● O que fazer
a) Reproduza o trecho sobre o Boeing Max desde "O Max foi anunciado" até "na semana passada.", incluindo essas palavras.
b) Responda com base no trecho sobre o Boeing Max:
(i) A partir de que ano Davin Fischer diz ter notado uma mudança cultural?
(ii) Cerca de quantos jatos Max por mês a Boeing produzia no início de 2017?
(iii) Qual é o cargo de Brian West na empresa?

● Trecho do documento

═══

Davin Fischer, ex-mecânico da fábrica de Renton, que também falou à emissora de TV de Seattle Kiro 7, disse que notou uma mudança cultural a partir de 2017, quando a empresa lançou o Max.

"Eles estavam tentando aumentar a taxa de produção do avião e então continuaram pressionando, pressionando e pressionando para ir mais rápido, mais rápido, mais rápido", disse.

O Max foi anunciado em resposta a um novo avião mais econômico em combustível da Airbus.

A Boeing aumentou a produção de cerca de 42 jatos Max por mês no início de 2017 para cerca de 52 no ano seguinte.

Esse ritmo caiu praticamente para zero logo após o segundo acidente, na Etiópia, quando reguladores de todo o mundo proibiram o avião. Voos do Max foram retomados no final de 2020, e a empresa começou a aumentar a produção novamente para evitar ficar ainda mais atrás da Airbus.

Agora, alguns executivos da Boeing admitem que cometeram erros.

"Por anos, priorizamos a produção do avião pela fábrica em vez de fazer isso certo, e isso precisa mudar", disse Brian West, CFO da empresa, em uma conferência para investidores na semana passada.

═══

● Registros do conjunto
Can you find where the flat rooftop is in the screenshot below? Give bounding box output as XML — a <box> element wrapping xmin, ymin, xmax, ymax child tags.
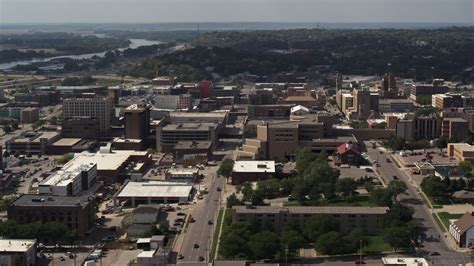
<box><xmin>53</xmin><ymin>138</ymin><xmax>81</xmax><ymax>146</ymax></box>
<box><xmin>232</xmin><ymin>206</ymin><xmax>389</xmax><ymax>214</ymax></box>
<box><xmin>174</xmin><ymin>141</ymin><xmax>212</xmax><ymax>150</ymax></box>
<box><xmin>162</xmin><ymin>123</ymin><xmax>217</xmax><ymax>131</ymax></box>
<box><xmin>12</xmin><ymin>194</ymin><xmax>93</xmax><ymax>207</ymax></box>
<box><xmin>39</xmin><ymin>163</ymin><xmax>96</xmax><ymax>186</ymax></box>
<box><xmin>117</xmin><ymin>181</ymin><xmax>193</xmax><ymax>198</ymax></box>
<box><xmin>65</xmin><ymin>150</ymin><xmax>148</xmax><ymax>171</ymax></box>
<box><xmin>232</xmin><ymin>161</ymin><xmax>275</xmax><ymax>173</ymax></box>
<box><xmin>0</xmin><ymin>239</ymin><xmax>36</xmax><ymax>253</ymax></box>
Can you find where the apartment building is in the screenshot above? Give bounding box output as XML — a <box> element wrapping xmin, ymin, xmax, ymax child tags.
<box><xmin>124</xmin><ymin>104</ymin><xmax>150</xmax><ymax>140</ymax></box>
<box><xmin>7</xmin><ymin>194</ymin><xmax>96</xmax><ymax>238</ymax></box>
<box><xmin>232</xmin><ymin>206</ymin><xmax>389</xmax><ymax>235</ymax></box>
<box><xmin>63</xmin><ymin>95</ymin><xmax>113</xmax><ymax>134</ymax></box>
<box><xmin>447</xmin><ymin>143</ymin><xmax>474</xmax><ymax>163</ymax></box>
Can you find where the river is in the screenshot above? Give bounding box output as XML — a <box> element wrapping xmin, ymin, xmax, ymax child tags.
<box><xmin>0</xmin><ymin>39</ymin><xmax>161</xmax><ymax>70</ymax></box>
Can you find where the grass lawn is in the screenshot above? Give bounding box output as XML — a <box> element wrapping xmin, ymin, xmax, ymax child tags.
<box><xmin>362</xmin><ymin>236</ymin><xmax>393</xmax><ymax>253</ymax></box>
<box><xmin>211</xmin><ymin>209</ymin><xmax>224</xmax><ymax>261</ymax></box>
<box><xmin>217</xmin><ymin>209</ymin><xmax>232</xmax><ymax>259</ymax></box>
<box><xmin>323</xmin><ymin>194</ymin><xmax>376</xmax><ymax>207</ymax></box>
<box><xmin>435</xmin><ymin>212</ymin><xmax>463</xmax><ymax>231</ymax></box>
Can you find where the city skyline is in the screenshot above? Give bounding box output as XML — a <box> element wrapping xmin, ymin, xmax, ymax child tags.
<box><xmin>0</xmin><ymin>0</ymin><xmax>474</xmax><ymax>24</ymax></box>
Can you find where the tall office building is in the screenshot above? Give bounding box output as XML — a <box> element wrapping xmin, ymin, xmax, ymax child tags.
<box><xmin>124</xmin><ymin>104</ymin><xmax>150</xmax><ymax>139</ymax></box>
<box><xmin>63</xmin><ymin>95</ymin><xmax>113</xmax><ymax>134</ymax></box>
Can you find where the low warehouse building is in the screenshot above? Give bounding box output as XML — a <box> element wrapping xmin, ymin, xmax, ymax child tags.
<box><xmin>114</xmin><ymin>181</ymin><xmax>194</xmax><ymax>207</ymax></box>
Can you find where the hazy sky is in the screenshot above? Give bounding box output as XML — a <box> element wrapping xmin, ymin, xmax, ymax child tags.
<box><xmin>0</xmin><ymin>0</ymin><xmax>474</xmax><ymax>23</ymax></box>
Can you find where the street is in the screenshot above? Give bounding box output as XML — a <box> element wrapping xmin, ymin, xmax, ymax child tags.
<box><xmin>366</xmin><ymin>142</ymin><xmax>469</xmax><ymax>266</ymax></box>
<box><xmin>178</xmin><ymin>177</ymin><xmax>225</xmax><ymax>265</ymax></box>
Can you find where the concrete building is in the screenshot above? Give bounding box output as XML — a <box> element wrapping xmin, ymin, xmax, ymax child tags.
<box><xmin>7</xmin><ymin>194</ymin><xmax>96</xmax><ymax>238</ymax></box>
<box><xmin>410</xmin><ymin>84</ymin><xmax>449</xmax><ymax>102</ymax></box>
<box><xmin>379</xmin><ymin>99</ymin><xmax>415</xmax><ymax>113</ymax></box>
<box><xmin>64</xmin><ymin>150</ymin><xmax>152</xmax><ymax>184</ymax></box>
<box><xmin>441</xmin><ymin>117</ymin><xmax>469</xmax><ymax>141</ymax></box>
<box><xmin>431</xmin><ymin>93</ymin><xmax>464</xmax><ymax>110</ymax></box>
<box><xmin>232</xmin><ymin>206</ymin><xmax>389</xmax><ymax>235</ymax></box>
<box><xmin>63</xmin><ymin>95</ymin><xmax>113</xmax><ymax>134</ymax></box>
<box><xmin>396</xmin><ymin>114</ymin><xmax>442</xmax><ymax>141</ymax></box>
<box><xmin>61</xmin><ymin>116</ymin><xmax>100</xmax><ymax>139</ymax></box>
<box><xmin>38</xmin><ymin>163</ymin><xmax>97</xmax><ymax>196</ymax></box>
<box><xmin>211</xmin><ymin>85</ymin><xmax>240</xmax><ymax>101</ymax></box>
<box><xmin>20</xmin><ymin>107</ymin><xmax>39</xmax><ymax>124</ymax></box>
<box><xmin>449</xmin><ymin>213</ymin><xmax>474</xmax><ymax>248</ymax></box>
<box><xmin>156</xmin><ymin>123</ymin><xmax>221</xmax><ymax>152</ymax></box>
<box><xmin>447</xmin><ymin>143</ymin><xmax>474</xmax><ymax>163</ymax></box>
<box><xmin>6</xmin><ymin>131</ymin><xmax>61</xmax><ymax>155</ymax></box>
<box><xmin>232</xmin><ymin>161</ymin><xmax>275</xmax><ymax>184</ymax></box>
<box><xmin>124</xmin><ymin>104</ymin><xmax>150</xmax><ymax>140</ymax></box>
<box><xmin>114</xmin><ymin>181</ymin><xmax>194</xmax><ymax>208</ymax></box>
<box><xmin>0</xmin><ymin>239</ymin><xmax>36</xmax><ymax>266</ymax></box>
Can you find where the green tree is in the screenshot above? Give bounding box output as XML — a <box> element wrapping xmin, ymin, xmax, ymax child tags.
<box><xmin>217</xmin><ymin>159</ymin><xmax>234</xmax><ymax>177</ymax></box>
<box><xmin>303</xmin><ymin>214</ymin><xmax>339</xmax><ymax>243</ymax></box>
<box><xmin>383</xmin><ymin>226</ymin><xmax>410</xmax><ymax>252</ymax></box>
<box><xmin>336</xmin><ymin>177</ymin><xmax>357</xmax><ymax>197</ymax></box>
<box><xmin>249</xmin><ymin>231</ymin><xmax>280</xmax><ymax>260</ymax></box>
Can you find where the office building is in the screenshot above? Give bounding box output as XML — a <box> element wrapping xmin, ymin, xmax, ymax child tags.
<box><xmin>232</xmin><ymin>206</ymin><xmax>389</xmax><ymax>235</ymax></box>
<box><xmin>0</xmin><ymin>239</ymin><xmax>36</xmax><ymax>266</ymax></box>
<box><xmin>114</xmin><ymin>181</ymin><xmax>193</xmax><ymax>208</ymax></box>
<box><xmin>20</xmin><ymin>107</ymin><xmax>39</xmax><ymax>124</ymax></box>
<box><xmin>449</xmin><ymin>212</ymin><xmax>474</xmax><ymax>248</ymax></box>
<box><xmin>63</xmin><ymin>95</ymin><xmax>113</xmax><ymax>135</ymax></box>
<box><xmin>156</xmin><ymin>123</ymin><xmax>220</xmax><ymax>152</ymax></box>
<box><xmin>441</xmin><ymin>117</ymin><xmax>469</xmax><ymax>141</ymax></box>
<box><xmin>6</xmin><ymin>131</ymin><xmax>61</xmax><ymax>155</ymax></box>
<box><xmin>38</xmin><ymin>163</ymin><xmax>97</xmax><ymax>196</ymax></box>
<box><xmin>231</xmin><ymin>161</ymin><xmax>275</xmax><ymax>185</ymax></box>
<box><xmin>396</xmin><ymin>114</ymin><xmax>442</xmax><ymax>141</ymax></box>
<box><xmin>124</xmin><ymin>104</ymin><xmax>150</xmax><ymax>140</ymax></box>
<box><xmin>61</xmin><ymin>116</ymin><xmax>100</xmax><ymax>139</ymax></box>
<box><xmin>410</xmin><ymin>84</ymin><xmax>449</xmax><ymax>103</ymax></box>
<box><xmin>447</xmin><ymin>143</ymin><xmax>474</xmax><ymax>163</ymax></box>
<box><xmin>7</xmin><ymin>194</ymin><xmax>96</xmax><ymax>238</ymax></box>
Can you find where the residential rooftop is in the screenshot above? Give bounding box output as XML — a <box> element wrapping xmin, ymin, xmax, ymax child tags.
<box><xmin>232</xmin><ymin>206</ymin><xmax>389</xmax><ymax>214</ymax></box>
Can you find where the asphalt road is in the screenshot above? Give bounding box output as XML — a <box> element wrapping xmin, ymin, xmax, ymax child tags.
<box><xmin>178</xmin><ymin>177</ymin><xmax>225</xmax><ymax>265</ymax></box>
<box><xmin>367</xmin><ymin>144</ymin><xmax>469</xmax><ymax>266</ymax></box>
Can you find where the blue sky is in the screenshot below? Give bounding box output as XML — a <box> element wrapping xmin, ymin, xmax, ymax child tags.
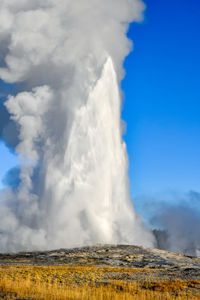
<box><xmin>122</xmin><ymin>0</ymin><xmax>200</xmax><ymax>204</ymax></box>
<box><xmin>0</xmin><ymin>0</ymin><xmax>200</xmax><ymax>211</ymax></box>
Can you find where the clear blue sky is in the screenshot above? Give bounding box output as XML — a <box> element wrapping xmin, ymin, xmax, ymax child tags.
<box><xmin>0</xmin><ymin>0</ymin><xmax>200</xmax><ymax>209</ymax></box>
<box><xmin>122</xmin><ymin>0</ymin><xmax>200</xmax><ymax>204</ymax></box>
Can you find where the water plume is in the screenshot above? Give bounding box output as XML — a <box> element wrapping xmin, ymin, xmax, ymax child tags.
<box><xmin>0</xmin><ymin>0</ymin><xmax>153</xmax><ymax>252</ymax></box>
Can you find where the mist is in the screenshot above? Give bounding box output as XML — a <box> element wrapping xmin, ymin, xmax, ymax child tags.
<box><xmin>0</xmin><ymin>0</ymin><xmax>154</xmax><ymax>252</ymax></box>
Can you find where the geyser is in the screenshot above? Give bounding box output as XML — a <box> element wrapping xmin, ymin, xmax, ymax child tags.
<box><xmin>0</xmin><ymin>0</ymin><xmax>153</xmax><ymax>252</ymax></box>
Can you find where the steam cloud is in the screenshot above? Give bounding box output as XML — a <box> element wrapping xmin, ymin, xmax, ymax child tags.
<box><xmin>0</xmin><ymin>0</ymin><xmax>153</xmax><ymax>252</ymax></box>
<box><xmin>137</xmin><ymin>191</ymin><xmax>200</xmax><ymax>256</ymax></box>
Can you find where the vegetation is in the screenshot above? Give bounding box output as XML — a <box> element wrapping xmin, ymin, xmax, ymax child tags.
<box><xmin>0</xmin><ymin>265</ymin><xmax>200</xmax><ymax>300</ymax></box>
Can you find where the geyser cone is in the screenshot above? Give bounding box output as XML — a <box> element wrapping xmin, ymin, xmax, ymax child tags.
<box><xmin>0</xmin><ymin>0</ymin><xmax>152</xmax><ymax>252</ymax></box>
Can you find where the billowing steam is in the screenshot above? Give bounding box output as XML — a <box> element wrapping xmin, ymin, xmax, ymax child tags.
<box><xmin>0</xmin><ymin>0</ymin><xmax>153</xmax><ymax>252</ymax></box>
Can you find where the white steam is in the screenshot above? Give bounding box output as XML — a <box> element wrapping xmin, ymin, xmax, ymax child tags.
<box><xmin>0</xmin><ymin>0</ymin><xmax>153</xmax><ymax>252</ymax></box>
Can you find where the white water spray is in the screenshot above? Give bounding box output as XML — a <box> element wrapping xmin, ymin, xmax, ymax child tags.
<box><xmin>0</xmin><ymin>0</ymin><xmax>153</xmax><ymax>251</ymax></box>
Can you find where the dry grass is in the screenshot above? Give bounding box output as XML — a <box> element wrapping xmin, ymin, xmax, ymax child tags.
<box><xmin>0</xmin><ymin>266</ymin><xmax>200</xmax><ymax>300</ymax></box>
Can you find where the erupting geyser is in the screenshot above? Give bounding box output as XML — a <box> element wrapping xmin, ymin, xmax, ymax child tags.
<box><xmin>0</xmin><ymin>0</ymin><xmax>153</xmax><ymax>252</ymax></box>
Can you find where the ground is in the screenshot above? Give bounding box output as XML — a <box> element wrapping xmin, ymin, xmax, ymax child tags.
<box><xmin>0</xmin><ymin>245</ymin><xmax>200</xmax><ymax>300</ymax></box>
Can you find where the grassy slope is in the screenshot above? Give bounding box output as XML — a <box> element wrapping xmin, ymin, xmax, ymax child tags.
<box><xmin>0</xmin><ymin>265</ymin><xmax>200</xmax><ymax>300</ymax></box>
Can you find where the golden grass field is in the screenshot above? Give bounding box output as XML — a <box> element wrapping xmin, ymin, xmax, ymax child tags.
<box><xmin>0</xmin><ymin>265</ymin><xmax>200</xmax><ymax>300</ymax></box>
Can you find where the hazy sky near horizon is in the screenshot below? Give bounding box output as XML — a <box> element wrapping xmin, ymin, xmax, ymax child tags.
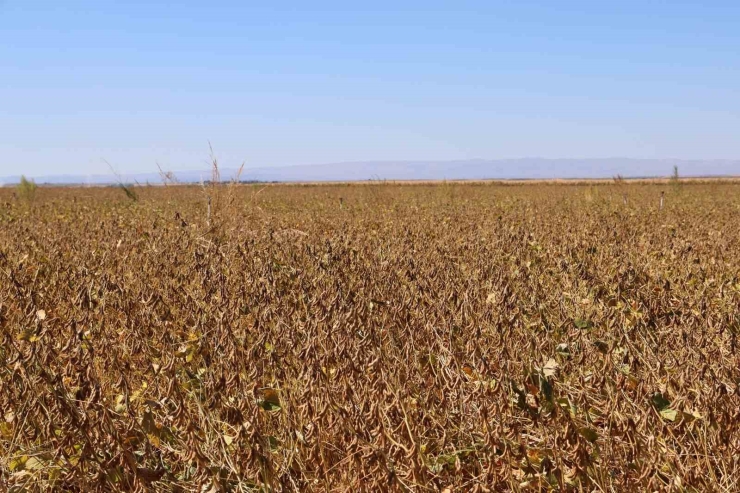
<box><xmin>0</xmin><ymin>0</ymin><xmax>740</xmax><ymax>176</ymax></box>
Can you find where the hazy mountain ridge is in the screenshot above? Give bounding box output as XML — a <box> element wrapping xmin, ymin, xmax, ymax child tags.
<box><xmin>0</xmin><ymin>158</ymin><xmax>740</xmax><ymax>185</ymax></box>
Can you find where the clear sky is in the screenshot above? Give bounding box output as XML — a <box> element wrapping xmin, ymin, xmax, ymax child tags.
<box><xmin>0</xmin><ymin>0</ymin><xmax>740</xmax><ymax>176</ymax></box>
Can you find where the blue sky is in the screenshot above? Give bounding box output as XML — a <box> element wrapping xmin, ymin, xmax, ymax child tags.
<box><xmin>0</xmin><ymin>0</ymin><xmax>740</xmax><ymax>176</ymax></box>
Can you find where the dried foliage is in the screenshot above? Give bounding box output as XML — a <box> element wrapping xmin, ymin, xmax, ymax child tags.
<box><xmin>0</xmin><ymin>183</ymin><xmax>740</xmax><ymax>492</ymax></box>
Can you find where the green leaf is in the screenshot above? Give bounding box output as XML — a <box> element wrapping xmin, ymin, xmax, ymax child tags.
<box><xmin>651</xmin><ymin>392</ymin><xmax>671</xmax><ymax>411</ymax></box>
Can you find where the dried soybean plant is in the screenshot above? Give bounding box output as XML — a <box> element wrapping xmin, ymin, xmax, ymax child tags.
<box><xmin>0</xmin><ymin>183</ymin><xmax>740</xmax><ymax>492</ymax></box>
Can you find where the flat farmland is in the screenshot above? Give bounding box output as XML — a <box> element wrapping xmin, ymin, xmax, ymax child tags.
<box><xmin>0</xmin><ymin>181</ymin><xmax>740</xmax><ymax>492</ymax></box>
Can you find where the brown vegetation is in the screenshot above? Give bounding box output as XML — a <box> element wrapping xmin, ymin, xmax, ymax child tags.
<box><xmin>0</xmin><ymin>183</ymin><xmax>740</xmax><ymax>492</ymax></box>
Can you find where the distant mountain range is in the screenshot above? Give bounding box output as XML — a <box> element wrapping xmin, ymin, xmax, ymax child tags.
<box><xmin>0</xmin><ymin>158</ymin><xmax>740</xmax><ymax>185</ymax></box>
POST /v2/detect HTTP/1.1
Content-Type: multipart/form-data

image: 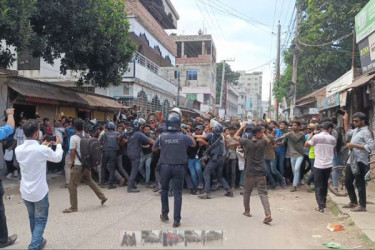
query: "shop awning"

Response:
[345,74,375,90]
[7,77,123,109]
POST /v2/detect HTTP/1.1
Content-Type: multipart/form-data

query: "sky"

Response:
[171,0,295,101]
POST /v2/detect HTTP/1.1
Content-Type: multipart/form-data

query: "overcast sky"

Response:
[171,0,295,100]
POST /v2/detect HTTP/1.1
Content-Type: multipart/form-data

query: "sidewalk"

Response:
[329,182,375,242]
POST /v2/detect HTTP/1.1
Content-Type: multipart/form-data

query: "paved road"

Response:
[5,177,375,249]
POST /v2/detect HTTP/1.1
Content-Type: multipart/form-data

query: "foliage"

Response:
[274,0,368,101]
[216,62,241,103]
[0,0,135,87]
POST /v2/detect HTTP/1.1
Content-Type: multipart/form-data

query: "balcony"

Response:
[123,53,177,95]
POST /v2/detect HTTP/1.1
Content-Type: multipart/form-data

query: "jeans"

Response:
[266,159,285,187]
[101,150,117,185]
[314,168,332,209]
[345,162,369,207]
[139,153,152,183]
[24,193,49,249]
[188,159,203,188]
[160,164,185,222]
[0,180,8,243]
[264,160,276,189]
[306,159,315,186]
[290,156,303,187]
[243,175,271,216]
[332,154,343,188]
[225,158,238,188]
[276,153,285,176]
[128,158,141,190]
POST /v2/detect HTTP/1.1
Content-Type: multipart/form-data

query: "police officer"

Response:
[152,109,196,227]
[122,119,155,193]
[196,122,233,199]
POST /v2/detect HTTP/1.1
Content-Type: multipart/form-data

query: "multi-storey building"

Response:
[171,32,216,112]
[238,71,263,117]
[12,0,179,115]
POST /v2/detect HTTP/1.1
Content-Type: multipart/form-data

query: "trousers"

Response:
[160,164,185,222]
[314,168,332,209]
[243,175,271,216]
[23,194,49,250]
[0,180,8,243]
[69,166,105,210]
[345,162,369,207]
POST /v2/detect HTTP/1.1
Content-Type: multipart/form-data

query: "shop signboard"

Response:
[358,32,375,74]
[355,0,375,43]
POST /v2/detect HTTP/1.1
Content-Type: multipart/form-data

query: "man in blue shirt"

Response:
[0,109,17,248]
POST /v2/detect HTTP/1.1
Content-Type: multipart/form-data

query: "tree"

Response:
[274,0,368,101]
[216,62,241,103]
[0,0,135,87]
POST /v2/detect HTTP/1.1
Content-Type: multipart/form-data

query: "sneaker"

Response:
[173,221,181,228]
[100,197,108,205]
[39,238,47,250]
[128,188,140,193]
[225,191,233,197]
[0,234,18,248]
[160,214,169,222]
[198,193,211,199]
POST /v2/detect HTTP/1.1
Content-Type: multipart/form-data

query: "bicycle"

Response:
[328,160,375,197]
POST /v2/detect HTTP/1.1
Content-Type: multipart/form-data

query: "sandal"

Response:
[63,208,78,214]
[342,202,358,208]
[350,206,367,212]
[242,212,252,217]
[263,215,272,225]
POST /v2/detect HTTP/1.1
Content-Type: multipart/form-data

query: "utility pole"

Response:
[219,58,235,113]
[290,1,301,120]
[270,20,281,120]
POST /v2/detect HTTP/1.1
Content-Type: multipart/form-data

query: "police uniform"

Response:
[153,108,195,227]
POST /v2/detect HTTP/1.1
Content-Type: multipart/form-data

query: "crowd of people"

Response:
[0,105,375,249]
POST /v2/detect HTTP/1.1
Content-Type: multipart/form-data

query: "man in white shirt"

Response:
[305,122,336,213]
[15,120,63,249]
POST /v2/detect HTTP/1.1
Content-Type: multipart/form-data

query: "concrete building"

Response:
[225,85,240,118]
[10,0,179,115]
[238,71,263,118]
[171,32,216,112]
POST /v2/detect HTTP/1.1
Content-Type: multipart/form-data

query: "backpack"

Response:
[77,134,102,169]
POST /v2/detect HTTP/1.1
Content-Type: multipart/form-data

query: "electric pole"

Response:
[270,20,281,120]
[219,58,235,114]
[290,2,301,120]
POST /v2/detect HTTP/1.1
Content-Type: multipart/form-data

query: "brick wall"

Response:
[124,0,177,56]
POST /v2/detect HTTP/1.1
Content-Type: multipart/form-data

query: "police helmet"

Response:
[107,122,116,130]
[166,112,181,131]
[130,119,141,131]
[212,123,224,135]
[169,107,182,117]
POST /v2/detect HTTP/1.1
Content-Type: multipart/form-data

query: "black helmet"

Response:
[166,112,181,131]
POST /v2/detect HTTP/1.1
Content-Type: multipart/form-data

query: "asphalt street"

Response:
[4,177,370,249]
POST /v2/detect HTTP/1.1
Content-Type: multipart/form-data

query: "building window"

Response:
[187,70,198,81]
[122,86,130,95]
[18,49,40,70]
[186,94,197,101]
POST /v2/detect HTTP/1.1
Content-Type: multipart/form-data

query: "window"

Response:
[186,94,197,101]
[187,70,198,81]
[18,49,40,70]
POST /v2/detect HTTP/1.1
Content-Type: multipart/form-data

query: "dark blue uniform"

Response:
[203,133,230,194]
[154,131,194,223]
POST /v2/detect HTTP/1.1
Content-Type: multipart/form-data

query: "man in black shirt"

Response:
[234,123,272,224]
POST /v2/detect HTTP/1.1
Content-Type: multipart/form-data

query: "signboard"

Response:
[358,32,375,74]
[355,0,375,43]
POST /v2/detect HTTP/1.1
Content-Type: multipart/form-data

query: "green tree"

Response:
[274,0,368,101]
[0,0,135,87]
[216,62,241,103]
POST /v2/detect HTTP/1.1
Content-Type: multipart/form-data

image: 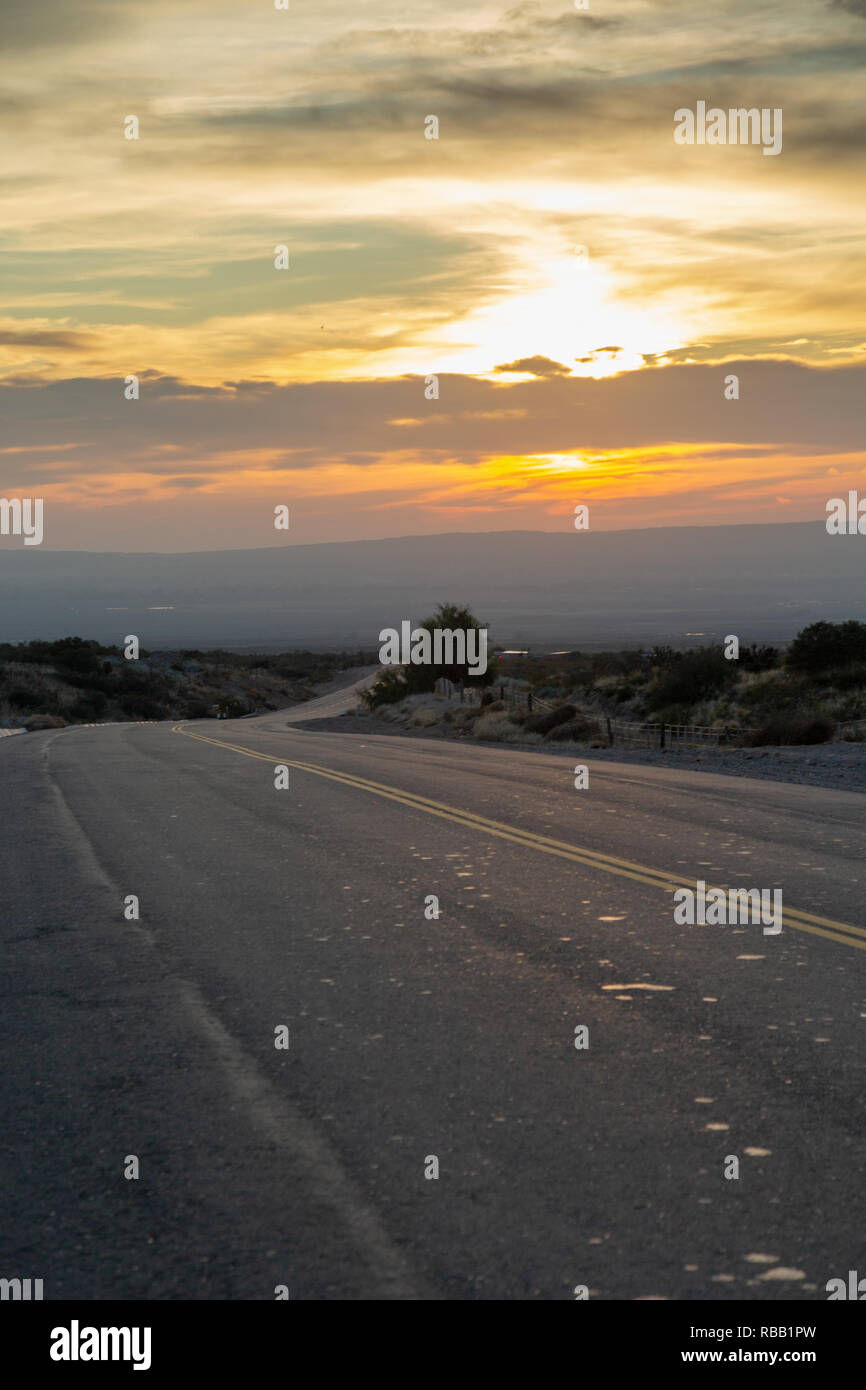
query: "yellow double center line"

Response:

═══

● Respostas
a)
O Max foi anunciado em resposta a um novo avião mais econômico em combustível da Airbus.

A Boeing aumentou a produção de cerca de 42 jatos Max por mês no início de 2017 para cerca de 52 no ano seguinte.

Esse ritmo caiu praticamente para zero logo após o segundo acidente, na Etiópia, quando reguladores de todo o mundo proibiram o avião. Voos do Max foram retomados no final de 2020, e a empresa começou a aumentar a produção novamente para evitar ficar ainda mais atrás da Airbus.

Agora, alguns executivos da Boeing admitem que cometeram erros.

"Por anos, priorizamos a produção do avião pela fábrica em vez de fazer isso certo, e isso precisa mudar", disse Brian West, CFO da empresa, em uma conferência para investidores na semana passada.

b)
(i) 2017
(ii) Cerca de 42
(iii) CFO